━━ AVAILABLE DATA

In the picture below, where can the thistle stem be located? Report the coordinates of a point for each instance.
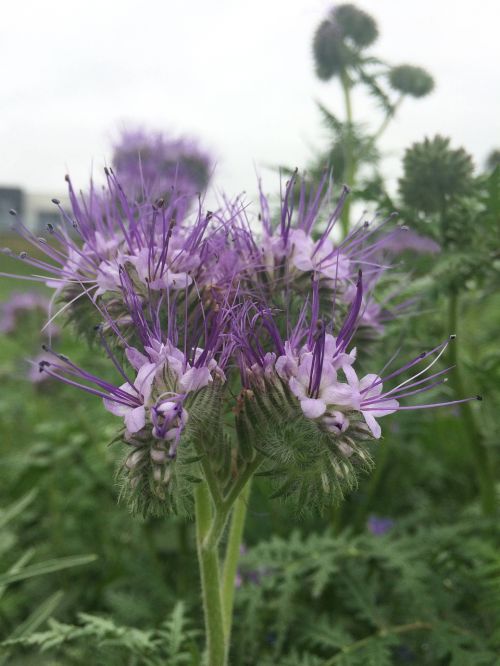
(232, 557)
(350, 164)
(208, 559)
(480, 454)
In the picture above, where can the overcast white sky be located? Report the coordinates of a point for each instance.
(236, 73)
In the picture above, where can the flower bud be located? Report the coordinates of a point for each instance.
(410, 80)
(435, 174)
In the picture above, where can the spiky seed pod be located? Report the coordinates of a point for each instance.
(435, 175)
(328, 50)
(411, 80)
(345, 30)
(356, 25)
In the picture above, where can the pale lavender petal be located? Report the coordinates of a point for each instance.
(135, 419)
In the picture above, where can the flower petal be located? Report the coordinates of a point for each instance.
(135, 419)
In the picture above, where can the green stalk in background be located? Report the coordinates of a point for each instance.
(350, 164)
(479, 452)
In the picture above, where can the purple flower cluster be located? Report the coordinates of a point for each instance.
(151, 164)
(196, 304)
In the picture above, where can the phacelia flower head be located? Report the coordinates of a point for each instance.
(307, 385)
(153, 165)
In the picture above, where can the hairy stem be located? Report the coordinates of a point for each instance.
(480, 455)
(232, 556)
(208, 559)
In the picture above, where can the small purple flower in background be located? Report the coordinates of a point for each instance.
(378, 526)
(155, 165)
(35, 373)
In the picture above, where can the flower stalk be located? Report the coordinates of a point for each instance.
(217, 590)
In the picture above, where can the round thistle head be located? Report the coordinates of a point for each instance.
(411, 80)
(356, 25)
(435, 174)
(337, 39)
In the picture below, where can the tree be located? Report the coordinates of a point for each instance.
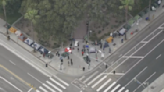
(32, 15)
(4, 3)
(127, 4)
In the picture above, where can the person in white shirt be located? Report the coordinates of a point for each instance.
(159, 2)
(153, 8)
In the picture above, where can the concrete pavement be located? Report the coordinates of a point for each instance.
(78, 62)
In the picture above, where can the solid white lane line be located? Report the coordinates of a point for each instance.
(94, 79)
(121, 89)
(158, 56)
(29, 89)
(34, 78)
(12, 62)
(127, 90)
(43, 89)
(135, 76)
(99, 81)
(23, 58)
(116, 88)
(65, 83)
(57, 83)
(54, 86)
(11, 84)
(103, 85)
(37, 91)
(110, 86)
(145, 81)
(49, 88)
(91, 76)
(81, 78)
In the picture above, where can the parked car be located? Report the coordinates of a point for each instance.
(43, 50)
(28, 41)
(36, 46)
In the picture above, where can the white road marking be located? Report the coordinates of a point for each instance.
(99, 81)
(91, 76)
(57, 83)
(103, 85)
(54, 86)
(158, 56)
(145, 81)
(49, 88)
(160, 28)
(37, 91)
(127, 90)
(34, 78)
(114, 74)
(43, 89)
(11, 84)
(144, 42)
(12, 62)
(136, 76)
(113, 90)
(94, 79)
(62, 81)
(82, 78)
(26, 60)
(142, 58)
(29, 89)
(109, 87)
(120, 90)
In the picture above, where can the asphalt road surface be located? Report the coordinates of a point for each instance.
(30, 77)
(135, 63)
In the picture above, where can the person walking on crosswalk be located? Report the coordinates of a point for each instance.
(71, 62)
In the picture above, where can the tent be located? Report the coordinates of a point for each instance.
(12, 30)
(122, 31)
(68, 50)
(109, 40)
(92, 50)
(28, 41)
(36, 46)
(106, 45)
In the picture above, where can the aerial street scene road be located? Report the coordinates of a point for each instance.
(79, 46)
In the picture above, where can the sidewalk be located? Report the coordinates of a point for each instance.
(78, 62)
(156, 86)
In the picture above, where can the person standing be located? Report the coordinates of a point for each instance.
(68, 63)
(71, 62)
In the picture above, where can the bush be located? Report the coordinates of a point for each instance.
(99, 32)
(93, 37)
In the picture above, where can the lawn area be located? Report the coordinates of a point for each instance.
(10, 18)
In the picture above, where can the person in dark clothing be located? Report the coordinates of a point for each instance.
(71, 62)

━━━━

§ **YOUR GOAL**:
A faithful copy of the data is required: each word kept, each picture omitted.

§ **ANSWER SPACE**:
In the picture below, where can the thistle stem be located? Report the coordinates of a point for each instance.
(232, 557)
(350, 164)
(208, 559)
(480, 454)
In the picture above, where can the overcast white sky be located? Report the coordinates of a point for each instance.
(236, 73)
In the picture above, where can the flower bud be located? Report the coordinates of a point for each instance.
(410, 80)
(435, 174)
In the picture above, where can the spiky seed pod be located? Report the coordinates of a point for each instance.
(435, 175)
(328, 50)
(411, 80)
(345, 30)
(356, 25)
In the picture above, where can the pale lavender petal be located? Report the coordinates of a point for each instance.
(135, 419)
In the picture above, where can the flower petal be located? Report the coordinates of a point for each instance.
(135, 419)
In the picture above, where can the green stalk in background be located? Report the coordinates of a point for each instance.
(350, 164)
(479, 452)
In the picture above, where can the purple flower cluster be located? Report the coordinates of a point for each instance.
(151, 164)
(196, 304)
In the picture above, where can the phacelia flower head be located? Report the coordinates of a point for each instance.
(307, 385)
(153, 165)
In the picture above, where can the hairy stem be located? Report the coordinates of a point for each instance.
(480, 455)
(232, 556)
(208, 559)
In the picture above, where can the small purple flower in background be located? Report the coordinates of a point for each instance.
(378, 526)
(155, 165)
(35, 373)
In the picture above, where can the flower stalk be located? Report the coordinates of a point for each instance.
(217, 590)
In the picture above, where can the round thistle head be located? Report the coordinates of a point for each instance.
(411, 80)
(356, 25)
(435, 174)
(337, 39)
In the picture below, where can the tree be located? Report the coordinates of a point for each instance.
(32, 15)
(4, 3)
(127, 4)
In the picture above, where can the person in white shirt be located? Report the coordinates of a point for each instance.
(159, 2)
(153, 8)
In the picture above, where can the concrete pavement be located? Report the coordinates of a point for each instance.
(78, 62)
In the picture above, where can the solid white lane line be located? Report the coordinates of a point for each instance.
(94, 79)
(121, 89)
(158, 56)
(29, 89)
(34, 78)
(12, 62)
(127, 90)
(43, 89)
(135, 76)
(99, 81)
(23, 58)
(116, 88)
(65, 83)
(57, 83)
(54, 86)
(11, 84)
(103, 85)
(37, 91)
(110, 86)
(145, 81)
(49, 88)
(91, 76)
(81, 78)
In the picture above, where can the parked car be located? Report the coordinates of a point for each instance.
(43, 50)
(28, 41)
(36, 46)
In the picture above, where can the white road marking be located? Report the coordinates of a point for each instance.
(99, 81)
(91, 76)
(57, 83)
(103, 85)
(54, 86)
(158, 56)
(145, 81)
(49, 88)
(160, 28)
(37, 91)
(127, 90)
(34, 78)
(114, 74)
(43, 89)
(11, 84)
(144, 42)
(12, 62)
(136, 76)
(113, 90)
(94, 79)
(62, 81)
(82, 78)
(26, 60)
(142, 58)
(29, 89)
(109, 87)
(120, 90)
In the picture above, where can the asphalt road surface be located? Report the coordinates of a point for each instance.
(30, 77)
(135, 63)
In the picture above, where can the person walking on crosswalk be located? Report the coordinates of a point for each instance.
(71, 62)
In the picture above, where can the tent be located? Report the coordinates of a point for each instance.
(12, 30)
(122, 31)
(68, 50)
(109, 40)
(92, 50)
(28, 41)
(36, 46)
(106, 45)
In the picture above, where can the aerial street scene road be located? Report the coordinates of a point for each instance.
(79, 46)
In the picture above, where can the sidewalk be located? Report the coordinates of a point for each instance.
(78, 62)
(156, 86)
In the picture above, where can the person standing be located? Report the coordinates of a point for each instance.
(68, 63)
(71, 62)
In the picture above, where can the bush be located? Report the coordinates of a point for each instance.
(99, 32)
(93, 37)
In the picture above, where can the lawn area be located? Report the coordinates of a point for each instance.
(10, 18)
In the picture above, where can the person in dark clothing be located? Report the coordinates of a point for each instance.
(71, 62)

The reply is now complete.